EXERCISE PROMPT: Copy out the entries below, replacing each "marker" with "dot" and keeping every other word the same.

RECORDS SHOWN:
····················
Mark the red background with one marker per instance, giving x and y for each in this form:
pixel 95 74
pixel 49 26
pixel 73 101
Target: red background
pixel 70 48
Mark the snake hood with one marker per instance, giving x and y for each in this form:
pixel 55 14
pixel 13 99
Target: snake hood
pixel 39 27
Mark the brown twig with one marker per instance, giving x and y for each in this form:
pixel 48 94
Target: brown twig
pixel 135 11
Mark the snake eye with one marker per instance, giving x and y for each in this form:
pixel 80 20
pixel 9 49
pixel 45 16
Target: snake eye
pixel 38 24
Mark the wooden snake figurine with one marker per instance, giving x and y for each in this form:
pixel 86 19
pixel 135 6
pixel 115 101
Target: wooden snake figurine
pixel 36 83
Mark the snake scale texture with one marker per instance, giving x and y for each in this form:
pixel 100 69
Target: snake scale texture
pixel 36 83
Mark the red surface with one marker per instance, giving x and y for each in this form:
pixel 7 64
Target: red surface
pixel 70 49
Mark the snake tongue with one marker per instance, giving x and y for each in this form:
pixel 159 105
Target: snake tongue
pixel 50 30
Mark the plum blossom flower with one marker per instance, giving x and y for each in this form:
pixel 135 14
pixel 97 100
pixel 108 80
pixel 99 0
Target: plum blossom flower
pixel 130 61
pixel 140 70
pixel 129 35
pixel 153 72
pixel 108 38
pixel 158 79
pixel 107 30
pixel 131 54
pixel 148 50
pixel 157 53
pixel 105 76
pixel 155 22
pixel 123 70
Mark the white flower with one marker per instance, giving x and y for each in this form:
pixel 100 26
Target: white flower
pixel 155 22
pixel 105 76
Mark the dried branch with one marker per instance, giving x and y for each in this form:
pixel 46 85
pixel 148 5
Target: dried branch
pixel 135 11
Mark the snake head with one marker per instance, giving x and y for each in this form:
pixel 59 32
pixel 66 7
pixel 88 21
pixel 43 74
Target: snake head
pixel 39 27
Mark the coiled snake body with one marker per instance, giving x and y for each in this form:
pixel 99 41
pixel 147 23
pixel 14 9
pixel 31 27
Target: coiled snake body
····················
SOLUTION FOR THIS PROBLEM:
Mark the red background with one dot per instance, giving x and y for each in this form:
pixel 95 74
pixel 49 26
pixel 73 101
Target: red background
pixel 70 48
Mark the snake hood with one dot per instance, giving x and y for each in this form:
pixel 55 14
pixel 13 99
Target: snake hood
pixel 39 27
Mark the brown twig with one dot per instance, giving x and y for each in this form:
pixel 48 94
Target: brown twig
pixel 135 11
Mark the snake eye with one dot per instance, giving x and y for each in this form:
pixel 80 20
pixel 9 49
pixel 45 16
Target: snake eye
pixel 38 24
Mark the wooden snake figurine with one dot per instance, giving x and y for each in this form:
pixel 86 19
pixel 135 6
pixel 115 101
Target: wooden snake figurine
pixel 36 83
Mark the snake scale texture with one dot per instance, giving x and y for each in this form:
pixel 100 69
Target: snake scale texture
pixel 36 83
Mark the red surface with one dot per instance, giving x and y for each in this form:
pixel 7 64
Target: red surface
pixel 70 49
Mark the snake tongue with one dot per instance, giving x and y for each in this form:
pixel 159 105
Target: snake tongue
pixel 50 30
Mark the plum blossom flower with one dot per instance, giving x and y for each in this form:
pixel 135 14
pixel 97 100
pixel 108 80
pixel 99 0
Target: plum blossom flower
pixel 130 61
pixel 140 70
pixel 129 35
pixel 153 72
pixel 108 38
pixel 158 79
pixel 107 30
pixel 131 54
pixel 148 50
pixel 157 53
pixel 105 76
pixel 155 22
pixel 123 70
Mark the white flower with one dot per instance, giving x and y for each in this form:
pixel 100 26
Target: white flower
pixel 155 22
pixel 105 76
Mark the dried branch with one dot per instance, giving x and y for each in this form:
pixel 46 85
pixel 148 5
Target: dried branch
pixel 135 11
Mark the snake head with one dot per instance, giving x and y for each in this form:
pixel 59 32
pixel 66 7
pixel 88 21
pixel 43 74
Target: snake head
pixel 39 27
Mark the coiled snake body with one dot per instance, giving x and y for each in this form:
pixel 99 41
pixel 147 23
pixel 14 9
pixel 31 27
Target: coiled snake body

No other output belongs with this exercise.